- RECORDS FOR THIS EXERCISE:
━━━━━━━━

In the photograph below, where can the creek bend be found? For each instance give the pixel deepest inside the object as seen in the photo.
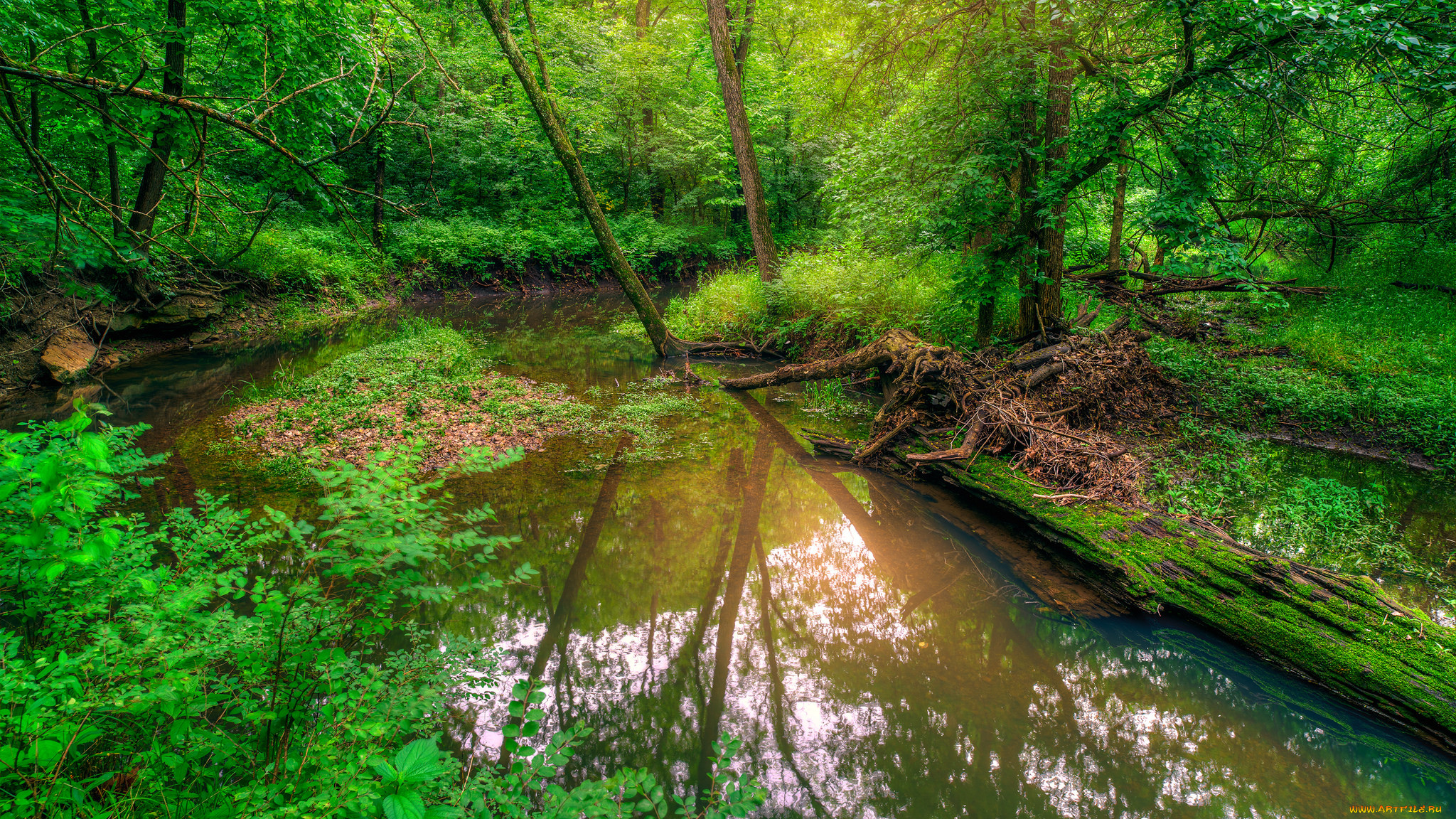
(882, 659)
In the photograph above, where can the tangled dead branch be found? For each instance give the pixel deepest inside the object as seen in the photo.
(1047, 405)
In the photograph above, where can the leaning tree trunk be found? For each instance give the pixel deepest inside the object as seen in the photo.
(730, 82)
(378, 216)
(1059, 120)
(155, 173)
(663, 341)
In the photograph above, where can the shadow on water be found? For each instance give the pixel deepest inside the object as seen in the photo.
(880, 648)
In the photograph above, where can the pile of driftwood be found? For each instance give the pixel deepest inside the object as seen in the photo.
(1049, 405)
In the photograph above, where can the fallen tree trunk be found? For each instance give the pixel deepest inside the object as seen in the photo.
(1337, 631)
(948, 414)
(1187, 284)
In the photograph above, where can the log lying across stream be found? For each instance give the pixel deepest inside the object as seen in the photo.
(1027, 436)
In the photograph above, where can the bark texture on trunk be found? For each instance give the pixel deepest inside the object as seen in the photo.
(753, 198)
(155, 173)
(1114, 240)
(663, 341)
(1059, 120)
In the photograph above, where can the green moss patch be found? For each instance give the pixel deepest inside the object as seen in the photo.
(1336, 630)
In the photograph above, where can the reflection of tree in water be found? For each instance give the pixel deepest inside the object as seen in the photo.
(899, 678)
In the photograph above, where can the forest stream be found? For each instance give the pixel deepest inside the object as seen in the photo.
(884, 658)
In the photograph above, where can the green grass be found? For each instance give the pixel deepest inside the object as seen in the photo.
(845, 291)
(1371, 359)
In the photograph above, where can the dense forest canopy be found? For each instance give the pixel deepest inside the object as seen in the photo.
(152, 143)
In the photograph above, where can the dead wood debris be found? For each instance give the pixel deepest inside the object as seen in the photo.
(1049, 405)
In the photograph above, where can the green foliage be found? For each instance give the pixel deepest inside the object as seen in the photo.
(168, 675)
(1371, 359)
(1276, 506)
(850, 294)
(312, 259)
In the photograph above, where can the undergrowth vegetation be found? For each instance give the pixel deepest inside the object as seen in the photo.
(326, 259)
(432, 384)
(159, 669)
(1368, 359)
(1279, 506)
(832, 298)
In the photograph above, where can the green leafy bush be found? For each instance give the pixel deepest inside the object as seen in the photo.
(169, 670)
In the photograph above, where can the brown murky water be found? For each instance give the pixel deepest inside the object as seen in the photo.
(855, 630)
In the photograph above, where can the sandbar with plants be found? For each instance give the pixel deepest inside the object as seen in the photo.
(430, 387)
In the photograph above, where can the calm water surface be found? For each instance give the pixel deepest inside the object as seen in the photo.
(855, 630)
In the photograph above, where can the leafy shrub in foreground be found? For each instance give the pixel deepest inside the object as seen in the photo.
(166, 670)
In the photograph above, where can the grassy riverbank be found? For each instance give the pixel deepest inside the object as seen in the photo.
(1369, 363)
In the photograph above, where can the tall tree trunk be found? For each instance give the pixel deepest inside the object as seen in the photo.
(102, 105)
(155, 173)
(644, 18)
(1022, 241)
(740, 50)
(663, 341)
(729, 76)
(733, 598)
(1114, 238)
(36, 107)
(1059, 122)
(644, 15)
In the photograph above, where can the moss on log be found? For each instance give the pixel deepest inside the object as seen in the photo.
(1342, 633)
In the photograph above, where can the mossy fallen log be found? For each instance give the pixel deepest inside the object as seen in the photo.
(1337, 631)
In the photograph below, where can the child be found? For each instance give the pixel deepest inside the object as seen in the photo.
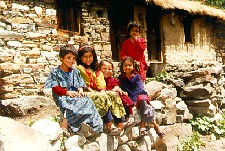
(108, 103)
(131, 82)
(112, 84)
(134, 47)
(67, 85)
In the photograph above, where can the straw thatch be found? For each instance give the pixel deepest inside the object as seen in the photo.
(192, 7)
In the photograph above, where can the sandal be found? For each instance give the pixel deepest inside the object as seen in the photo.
(86, 131)
(66, 132)
(113, 131)
(128, 127)
(159, 132)
(143, 131)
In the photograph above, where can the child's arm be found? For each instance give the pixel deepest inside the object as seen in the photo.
(119, 90)
(64, 91)
(140, 43)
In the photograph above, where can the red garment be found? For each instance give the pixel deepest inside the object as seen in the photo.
(111, 83)
(59, 90)
(136, 51)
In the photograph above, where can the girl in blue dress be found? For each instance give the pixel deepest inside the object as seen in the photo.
(67, 91)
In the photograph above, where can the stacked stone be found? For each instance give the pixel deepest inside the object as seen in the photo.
(29, 43)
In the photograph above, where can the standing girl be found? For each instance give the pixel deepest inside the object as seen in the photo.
(134, 47)
(67, 91)
(131, 82)
(108, 103)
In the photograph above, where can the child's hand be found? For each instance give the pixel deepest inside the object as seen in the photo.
(72, 94)
(84, 94)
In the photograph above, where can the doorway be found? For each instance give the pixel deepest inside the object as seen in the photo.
(121, 12)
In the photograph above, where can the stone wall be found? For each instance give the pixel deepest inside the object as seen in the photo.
(29, 43)
(177, 51)
(218, 38)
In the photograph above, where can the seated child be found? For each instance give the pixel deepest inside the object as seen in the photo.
(67, 84)
(108, 104)
(131, 82)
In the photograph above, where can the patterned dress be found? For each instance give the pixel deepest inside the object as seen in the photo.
(78, 109)
(136, 51)
(135, 89)
(102, 101)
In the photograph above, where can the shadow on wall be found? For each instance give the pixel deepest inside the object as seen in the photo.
(154, 69)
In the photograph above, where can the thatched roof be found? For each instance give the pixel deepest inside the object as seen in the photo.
(192, 7)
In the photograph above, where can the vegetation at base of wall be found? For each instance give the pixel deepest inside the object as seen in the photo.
(163, 76)
(56, 119)
(206, 126)
(192, 144)
(217, 3)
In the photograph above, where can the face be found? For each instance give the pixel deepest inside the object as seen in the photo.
(134, 32)
(87, 58)
(68, 61)
(128, 67)
(107, 69)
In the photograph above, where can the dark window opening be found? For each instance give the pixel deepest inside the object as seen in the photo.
(100, 13)
(187, 21)
(68, 14)
(118, 24)
(154, 34)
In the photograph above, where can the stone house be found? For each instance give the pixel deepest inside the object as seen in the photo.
(180, 35)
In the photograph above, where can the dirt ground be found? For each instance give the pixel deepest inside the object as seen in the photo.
(53, 111)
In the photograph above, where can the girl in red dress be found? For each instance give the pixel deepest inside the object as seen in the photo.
(134, 47)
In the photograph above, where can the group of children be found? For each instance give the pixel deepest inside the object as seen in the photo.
(89, 95)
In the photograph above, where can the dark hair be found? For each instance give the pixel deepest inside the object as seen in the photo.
(87, 48)
(66, 49)
(135, 64)
(131, 25)
(106, 60)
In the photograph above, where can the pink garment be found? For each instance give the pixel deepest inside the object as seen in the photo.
(111, 83)
(136, 51)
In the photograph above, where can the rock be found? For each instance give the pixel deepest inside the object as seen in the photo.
(49, 128)
(153, 88)
(15, 136)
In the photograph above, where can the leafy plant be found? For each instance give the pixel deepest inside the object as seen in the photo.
(56, 119)
(205, 125)
(192, 144)
(163, 76)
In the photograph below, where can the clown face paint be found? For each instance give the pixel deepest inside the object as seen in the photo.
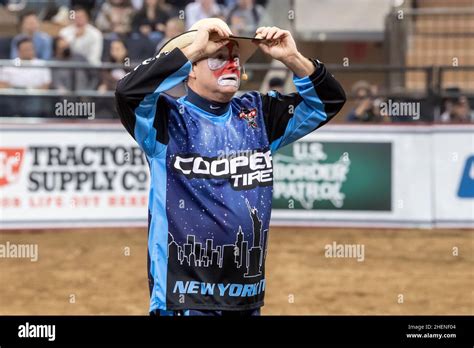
(225, 66)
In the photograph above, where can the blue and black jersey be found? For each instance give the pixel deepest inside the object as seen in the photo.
(211, 179)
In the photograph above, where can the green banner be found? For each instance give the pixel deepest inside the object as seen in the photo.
(333, 176)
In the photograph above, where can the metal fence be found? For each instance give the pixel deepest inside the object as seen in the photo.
(27, 102)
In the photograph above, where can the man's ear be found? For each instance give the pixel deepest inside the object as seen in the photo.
(192, 74)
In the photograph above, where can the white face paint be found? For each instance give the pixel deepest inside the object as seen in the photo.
(228, 80)
(219, 62)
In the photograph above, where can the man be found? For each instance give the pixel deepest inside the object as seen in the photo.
(30, 28)
(210, 161)
(201, 9)
(83, 38)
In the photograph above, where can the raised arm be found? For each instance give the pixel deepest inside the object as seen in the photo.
(319, 96)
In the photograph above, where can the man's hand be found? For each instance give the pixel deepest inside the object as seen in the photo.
(209, 39)
(280, 45)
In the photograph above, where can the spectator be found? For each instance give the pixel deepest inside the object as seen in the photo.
(458, 111)
(117, 54)
(244, 17)
(83, 38)
(367, 108)
(25, 77)
(69, 79)
(277, 84)
(174, 26)
(201, 9)
(152, 17)
(29, 27)
(115, 16)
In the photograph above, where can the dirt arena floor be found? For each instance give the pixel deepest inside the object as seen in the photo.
(89, 271)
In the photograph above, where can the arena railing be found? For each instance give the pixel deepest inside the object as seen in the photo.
(389, 80)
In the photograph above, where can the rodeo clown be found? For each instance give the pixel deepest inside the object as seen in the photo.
(210, 159)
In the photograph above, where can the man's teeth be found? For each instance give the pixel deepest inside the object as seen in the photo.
(228, 80)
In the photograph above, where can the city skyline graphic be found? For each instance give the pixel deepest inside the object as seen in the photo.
(240, 257)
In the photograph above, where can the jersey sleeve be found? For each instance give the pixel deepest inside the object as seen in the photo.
(141, 111)
(318, 99)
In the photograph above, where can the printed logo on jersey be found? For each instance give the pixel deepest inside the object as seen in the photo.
(249, 116)
(245, 170)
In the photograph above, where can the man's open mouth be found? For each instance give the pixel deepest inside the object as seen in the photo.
(228, 80)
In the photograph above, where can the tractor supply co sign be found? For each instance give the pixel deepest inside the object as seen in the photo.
(53, 176)
(76, 175)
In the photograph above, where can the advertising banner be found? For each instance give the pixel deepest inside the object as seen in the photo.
(64, 176)
(74, 175)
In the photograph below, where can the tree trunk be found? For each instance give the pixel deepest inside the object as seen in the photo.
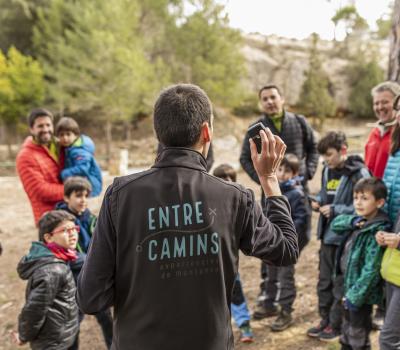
(108, 131)
(394, 55)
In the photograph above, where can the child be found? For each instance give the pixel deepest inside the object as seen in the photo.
(240, 312)
(79, 154)
(389, 337)
(339, 175)
(49, 318)
(76, 192)
(359, 260)
(279, 283)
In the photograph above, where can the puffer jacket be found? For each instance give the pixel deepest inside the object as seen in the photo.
(49, 318)
(79, 161)
(391, 178)
(354, 169)
(39, 171)
(362, 280)
(377, 151)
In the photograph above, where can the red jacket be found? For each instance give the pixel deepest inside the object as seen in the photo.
(39, 174)
(377, 151)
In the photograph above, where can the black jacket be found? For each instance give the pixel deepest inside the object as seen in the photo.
(165, 253)
(299, 139)
(49, 318)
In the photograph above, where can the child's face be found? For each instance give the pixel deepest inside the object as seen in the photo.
(284, 174)
(366, 205)
(334, 158)
(77, 201)
(66, 138)
(65, 235)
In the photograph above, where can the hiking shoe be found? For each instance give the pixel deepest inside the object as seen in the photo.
(246, 334)
(283, 321)
(264, 312)
(329, 335)
(315, 331)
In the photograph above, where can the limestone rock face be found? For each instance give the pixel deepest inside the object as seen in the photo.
(283, 61)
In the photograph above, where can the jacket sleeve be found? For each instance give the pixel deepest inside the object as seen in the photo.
(311, 151)
(299, 211)
(370, 274)
(43, 291)
(271, 237)
(81, 164)
(245, 160)
(34, 182)
(95, 288)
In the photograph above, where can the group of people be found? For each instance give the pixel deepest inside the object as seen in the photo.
(163, 252)
(359, 213)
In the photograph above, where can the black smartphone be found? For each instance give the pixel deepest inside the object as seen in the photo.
(254, 133)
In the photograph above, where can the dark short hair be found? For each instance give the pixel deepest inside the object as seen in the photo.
(291, 161)
(179, 114)
(51, 219)
(372, 184)
(267, 87)
(37, 113)
(76, 184)
(333, 139)
(225, 171)
(67, 124)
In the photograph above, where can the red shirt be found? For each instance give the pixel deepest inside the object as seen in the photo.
(377, 151)
(39, 174)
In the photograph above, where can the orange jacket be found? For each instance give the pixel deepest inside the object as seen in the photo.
(377, 151)
(39, 174)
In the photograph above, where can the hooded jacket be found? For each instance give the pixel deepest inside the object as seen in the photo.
(165, 253)
(362, 280)
(49, 318)
(79, 161)
(354, 169)
(39, 174)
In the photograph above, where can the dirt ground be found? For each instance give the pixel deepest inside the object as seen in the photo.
(17, 231)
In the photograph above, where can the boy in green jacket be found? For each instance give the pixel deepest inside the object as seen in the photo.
(359, 260)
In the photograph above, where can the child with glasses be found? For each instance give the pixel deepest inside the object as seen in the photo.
(49, 318)
(77, 190)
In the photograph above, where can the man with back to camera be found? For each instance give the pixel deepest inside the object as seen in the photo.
(378, 143)
(299, 138)
(165, 248)
(39, 164)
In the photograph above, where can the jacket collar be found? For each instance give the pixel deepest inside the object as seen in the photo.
(180, 157)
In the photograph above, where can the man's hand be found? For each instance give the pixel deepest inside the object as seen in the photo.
(380, 238)
(15, 338)
(267, 162)
(325, 210)
(391, 240)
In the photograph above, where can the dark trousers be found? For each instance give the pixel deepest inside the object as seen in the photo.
(356, 328)
(389, 338)
(329, 288)
(104, 318)
(279, 286)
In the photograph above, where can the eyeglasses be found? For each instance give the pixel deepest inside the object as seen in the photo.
(68, 230)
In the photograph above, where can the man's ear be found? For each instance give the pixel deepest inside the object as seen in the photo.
(206, 132)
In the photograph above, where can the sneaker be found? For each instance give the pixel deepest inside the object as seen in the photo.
(283, 321)
(315, 331)
(246, 334)
(264, 312)
(329, 335)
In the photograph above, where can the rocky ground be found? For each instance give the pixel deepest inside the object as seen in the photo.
(17, 231)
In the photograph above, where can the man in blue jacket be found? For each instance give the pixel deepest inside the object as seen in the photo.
(164, 252)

━━━━━━━━

- DIRECTIONS:
Everything from the line containing "In the photograph above, where can the boy" to the end of the data above should be quoted exactly, please, both ends included, and nothing outside that span.

- TASK SOLUTION:
In the photograph above, where can the boy in green jacket be found? For each instance give the pixel deepest inside the object as seen in the photo.
(359, 260)
In the photograph above, where can the child with glasses be found? For each instance give the pixel deepest inside the object as seen in the photo.
(49, 318)
(77, 190)
In the photograph above, where can the man with back to camera be found? For each instance give the pixel deepest inside the object as seen in the photo.
(378, 143)
(299, 138)
(165, 248)
(39, 164)
In the photograph above, where can the jacket collar be found? For each instance give the pixel deepest inside the object as seen in the photo.
(180, 157)
In the photograph above, where can the man's hand be found? For each instance give the pixel deepest inside the object as seen in the photo.
(380, 238)
(15, 338)
(267, 162)
(325, 210)
(391, 240)
In the photograph above, where can the dark trousers be found? For each instance give the pixel deepest inside the object as seen in the photo.
(356, 328)
(389, 338)
(329, 288)
(104, 318)
(279, 286)
In the photograph above, where can the eyeglasses be found? For each instance give the pixel deepest inside the object as seen in the photo.
(68, 230)
In the photograph above, where can the man's ear be found? For each instance give the pixel deepest inside the object as seen in the photo.
(206, 132)
In the photograph above, where can the sneaker be found? For each instance give the pixel deepest inside the object as seen in the photo.
(283, 321)
(315, 331)
(246, 334)
(264, 312)
(329, 335)
In the photograph above, where can the rocky ground be found? For each instance give the pixel deepest inside the object as seen in the photo.
(17, 231)
In the photograph above, where can the man in blue jacket be found? For each instance give the pixel deepest inside the object as seen in the photo.
(164, 252)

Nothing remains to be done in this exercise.